» **Provided information**:
________
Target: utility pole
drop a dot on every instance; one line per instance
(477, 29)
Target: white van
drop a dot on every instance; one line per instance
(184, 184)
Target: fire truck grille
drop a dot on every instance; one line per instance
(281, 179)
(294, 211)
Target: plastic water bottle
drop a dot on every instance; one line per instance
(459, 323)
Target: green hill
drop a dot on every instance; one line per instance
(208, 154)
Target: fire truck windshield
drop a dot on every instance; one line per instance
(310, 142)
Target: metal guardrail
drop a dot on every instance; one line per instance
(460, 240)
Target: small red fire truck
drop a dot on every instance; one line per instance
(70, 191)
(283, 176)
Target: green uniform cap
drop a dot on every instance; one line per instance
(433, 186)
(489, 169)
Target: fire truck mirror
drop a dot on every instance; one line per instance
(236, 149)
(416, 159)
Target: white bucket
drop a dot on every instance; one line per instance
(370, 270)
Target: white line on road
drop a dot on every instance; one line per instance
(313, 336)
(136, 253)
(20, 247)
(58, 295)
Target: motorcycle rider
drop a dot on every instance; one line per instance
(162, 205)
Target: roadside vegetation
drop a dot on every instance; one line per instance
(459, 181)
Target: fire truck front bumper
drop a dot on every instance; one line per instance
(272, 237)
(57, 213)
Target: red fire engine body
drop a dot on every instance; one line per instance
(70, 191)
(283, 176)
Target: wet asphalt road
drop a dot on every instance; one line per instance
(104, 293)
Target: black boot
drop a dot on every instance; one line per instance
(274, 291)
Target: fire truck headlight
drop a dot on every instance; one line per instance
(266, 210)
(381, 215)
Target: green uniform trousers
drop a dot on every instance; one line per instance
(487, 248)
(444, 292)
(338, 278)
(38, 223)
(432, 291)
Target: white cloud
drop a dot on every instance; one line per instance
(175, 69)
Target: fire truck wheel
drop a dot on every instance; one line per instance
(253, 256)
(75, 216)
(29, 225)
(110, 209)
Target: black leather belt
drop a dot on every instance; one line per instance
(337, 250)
________
» **Requirement**: Please rewrite all of the records above, replacing "drop a dot" with "place a marker" and leaving everything else unchanged.

» **Solution for this exercise**:
Target: utility pole
place a marker on every instance; one line per instance
(477, 29)
Target: white van
place a marker on every instance; one line per instance
(184, 184)
Target: fire truck grille
place a marker on every instance; one line per instance
(281, 179)
(294, 211)
Target: plastic water bottle
place a marker on every instance; one line per instance
(459, 323)
Target: green hill
place a marker on every instance; one line per instance
(208, 154)
Target: fire truck windshield
place a marker on every instance; one line per instance
(310, 142)
Target: metal guardrail
place a marker on every instance; one line per instance
(460, 240)
Target: small red fire truck
place a marker on every instance; one line per instance
(70, 191)
(283, 176)
Target: green uniform cap
place a marker on every instance; one line per instance
(433, 186)
(489, 169)
Target: fire truck mirror
place a marker on every instance; one line per instance
(236, 149)
(416, 159)
Target: white bucket
place a marker on every instance; one line per instance
(370, 270)
Target: white line on road
place a marker on every instance; one line per instance
(313, 336)
(136, 253)
(20, 247)
(58, 295)
Target: motorcycle rider
place a marker on every instance; one line per instance
(162, 205)
Target: roadside vegetation
place a marker on every instance; one line per instance
(459, 181)
Target: fire truck front bumper
place a marker on every instance; one line per instance
(272, 237)
(57, 213)
Target: red fire engine body
place a marker on every instance; one line per instance
(70, 191)
(283, 176)
Target: wet asphalt road
place a marker on every instance; one line per instance
(104, 293)
Target: black boot
place a marker on every instance; one line per instance
(274, 291)
Target: fire truck headlight
place a marker on every instance; one line per instance
(266, 210)
(381, 215)
Target: green uniform trousers
place a marker on every instance; one line per instance
(487, 248)
(444, 292)
(338, 278)
(38, 223)
(432, 291)
Target: white cloud
place a marker on every instance; one line per instance
(175, 69)
Target: fire truck wheel
place a marker on every instance; one line per instance
(253, 256)
(75, 216)
(29, 225)
(110, 209)
Target: black leather belt
place a marker on every instance; one line per instance
(337, 250)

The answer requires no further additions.